- Job 1
In the blog post about Every Man's Battle, repeat the text starting with "I talked about" and going on through "horrifying it was.".
- Job 2
According to the blog post about Every Man's Battle, why did the writer decide to show two examples from the book? Answer in one to three sentences.
==== Document segment ====
Why Can’t the Every Man’s Battle Authors Acknowledge Sexual Assault Victims? 2 Horrifying Examples

by | Apr 1, 2026 | Men's Corner, Pornography | 30 comments

Every Man's Battle Ignoring Abuse Assault and Crimes

Steve Arterburn and Fred Stoeker ignore abuse victims in Every Man’s Battle.

They never talk about the reality of sexual abuse, or acknowledge that a man’s lust and sexual behavior can deeply injure women. Instead, they portray the victim when men lust as the man himself–he feels shame and loses his purity. 

I talked about this recently, but I wanted to expand on it today using a few examples from the book Every Man’s Battle. I shared one on Facebook yesterday, and it blew up, so I thought it was worth showing them both to you today. Many people said that they knew Every Man’s Battle was bad, but until they saw the excerpt from their own eyes, they had no idea how horrifying it was. 

To set the stage, here are a few Fixed It For Yous I’ve done of one of the authors, Fred Stoeker, ignoring the reality of date rape:

Fred Stoeker ignoring sexual assault
Fred Stoeker ignoring sexual assault

You can see that he phrases sexual assault as “pushing against the boundaries of our girlfriends”, to obscure what he’s really talking about. He paints it as not actually that bad, because he refuses to think about the experience from the point of view of said girlfriend.

But we see this in even more horrifying ways in Every Man’s Battle itself.

Example 1: Every Man’s Battle Ignores the Reality of Statutory Rape

In this passage, we hear a story about a man, presumably in his 30s, married and the father of 3, grooming a 15-year-old girl for rape. Note all the language that he uses to minimize what was done–he talks as if she participated fully, and he was hardly to blame because she was a “knockout” who “looked more like 20.” 

Every Man's Battle example of statutory rape

What’s striking here is that they only narrate the story from the perpetrator’s point of view.
==== Dataset excerpt ====
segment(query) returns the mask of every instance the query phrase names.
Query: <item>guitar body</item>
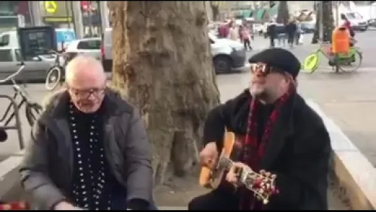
====
- Complete output 1
I talked about this recently, but I wanted to expand on it today using a few examples from the book Every Man’s Battle. I shared one on Facebook yesterday, and it blew up, so I thought it was worth showing them both to you today. Many people said that they knew Every Man’s Battle was bad, but until they saw the excerpt from their own eyes, they had no idea how horrifying it was.

- Complete output 2
The writer had shared one example on Facebook the day before, and it blew up. Many people said they had known the book was bad but had no idea how horrifying it was until they saw the excerpt themselves, so the writer thought both examples were worth showing.